*Extracted text*.
For instance, below is a code to measure the time complexity for numpy.meshgrid(x,y), that can be used for other numpy functions as well,

In [1]: import numpy as np
   ...: from time import time
   ...: import matplotlib.pyplot as plt
   ...: from scipy.optimize import curve_fit
   ...: %matplotlib inline
   ...: 
   ...: def complexity_model(x, n, A, C):
   ...:     return A*x**n + C
   ...: 
   ...: problem_size = np.logspace(2, 4, 10)
   ...: 
   ...: res = []
   ...: for N in problem_size:
   ...:     x = np.linspace(0, 1, N)
   ...:     y = x.copy()
   ...:     
   ...:     t0 = time()
   ...:     np.meshgrid(x,y)
   ...:     dt = time() - t0
   ...:     res.append(dt)
   ...: 
   ...: nn = np.logspace(np.log10(problem_size.min()), np.log10(problem_size.max()), 100)  
   ...: 
   ...: time_to_solution = np.asarray(res)
   ...: fig, ax = plt.subplots(1,1)
   ...: ax.loglog(problem_size, time_to_solution, 'o-b')

*Dataset excerpts*.

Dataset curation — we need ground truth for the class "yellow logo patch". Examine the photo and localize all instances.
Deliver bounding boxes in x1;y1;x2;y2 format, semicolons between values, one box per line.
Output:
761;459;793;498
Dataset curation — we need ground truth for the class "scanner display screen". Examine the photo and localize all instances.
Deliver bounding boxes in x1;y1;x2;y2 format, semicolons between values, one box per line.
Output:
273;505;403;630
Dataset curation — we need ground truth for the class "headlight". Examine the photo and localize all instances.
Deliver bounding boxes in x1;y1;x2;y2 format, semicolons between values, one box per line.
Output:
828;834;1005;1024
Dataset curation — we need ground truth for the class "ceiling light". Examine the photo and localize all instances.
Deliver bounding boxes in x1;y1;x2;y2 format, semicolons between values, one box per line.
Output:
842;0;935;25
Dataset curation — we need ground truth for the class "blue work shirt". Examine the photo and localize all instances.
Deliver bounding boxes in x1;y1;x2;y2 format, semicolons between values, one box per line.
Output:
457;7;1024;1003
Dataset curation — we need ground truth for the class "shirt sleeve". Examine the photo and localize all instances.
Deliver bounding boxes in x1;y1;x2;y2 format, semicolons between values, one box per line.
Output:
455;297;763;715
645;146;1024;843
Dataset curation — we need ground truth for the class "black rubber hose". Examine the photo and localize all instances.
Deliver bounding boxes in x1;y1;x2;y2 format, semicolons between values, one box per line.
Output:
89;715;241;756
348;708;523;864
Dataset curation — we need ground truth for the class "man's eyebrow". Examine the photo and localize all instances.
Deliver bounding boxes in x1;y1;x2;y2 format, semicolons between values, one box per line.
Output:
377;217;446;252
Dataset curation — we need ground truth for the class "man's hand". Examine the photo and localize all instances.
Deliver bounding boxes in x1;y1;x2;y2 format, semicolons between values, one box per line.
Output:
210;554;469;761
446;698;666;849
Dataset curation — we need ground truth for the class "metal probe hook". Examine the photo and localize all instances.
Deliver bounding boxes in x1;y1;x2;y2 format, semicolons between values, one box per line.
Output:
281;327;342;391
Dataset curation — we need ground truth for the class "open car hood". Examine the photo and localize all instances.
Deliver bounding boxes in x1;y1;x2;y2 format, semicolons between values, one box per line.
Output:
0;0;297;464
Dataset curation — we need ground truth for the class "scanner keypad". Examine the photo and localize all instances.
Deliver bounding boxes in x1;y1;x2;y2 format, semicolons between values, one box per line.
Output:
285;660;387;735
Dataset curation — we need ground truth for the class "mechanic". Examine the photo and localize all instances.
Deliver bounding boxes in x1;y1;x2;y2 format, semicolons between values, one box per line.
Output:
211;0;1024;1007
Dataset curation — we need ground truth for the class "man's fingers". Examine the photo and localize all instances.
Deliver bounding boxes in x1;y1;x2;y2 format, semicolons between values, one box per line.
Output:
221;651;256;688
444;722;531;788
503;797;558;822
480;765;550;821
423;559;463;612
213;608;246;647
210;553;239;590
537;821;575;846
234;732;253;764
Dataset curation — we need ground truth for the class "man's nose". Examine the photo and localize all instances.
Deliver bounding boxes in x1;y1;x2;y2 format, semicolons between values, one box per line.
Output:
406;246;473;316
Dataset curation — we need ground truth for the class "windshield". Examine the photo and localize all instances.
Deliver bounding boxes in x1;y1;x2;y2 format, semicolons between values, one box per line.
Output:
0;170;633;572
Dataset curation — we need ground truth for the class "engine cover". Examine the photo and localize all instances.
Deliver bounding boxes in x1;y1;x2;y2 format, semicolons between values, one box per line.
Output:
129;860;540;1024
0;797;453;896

*Instruction 1*. In the numpy timing code, which numpy function has its running time measured?
*Instruction 2*. List every name the numpy timing code imports.
*Instruction 3*. Extend the numpy timing code past its final line.

*Task response 1*. numpy.meshgrid(x,y)

*Task response 2*.
- numpy (as np)
- time (from time)
- matplotlib.pyplot (as plt)
- curve_fit (from scipy.optimize)

*Task response 3*.
   ...: 
   ...: mask = problem_size > 100 # ignore initial points
   ...: 
   ...: popt, _ = curve_fit(complexity_model, problem_size[mask],
   ...:                               time_to_solution[mask],
   ...:                               p0=(1.0, 1.0,  0.0) )
   ...: print(popt)
   ...: ax.loglog(nn, complexity_model(nn, *popt), '--k')
   ...: 
   ...: 
   ...: ax.set_xlabel('Problem size: N')
   ...: ax.set_ylabel('Time to solution 
  [  1.94816942e+00   1.40955397e-08  -7.33862899e-04]

which gives the following curve,

enter image description here

For sufficiently large array sizes, numpy.meshgrid(x,y) has thus a time complexity of O(n**α), with α = 1.95 ≈ 2.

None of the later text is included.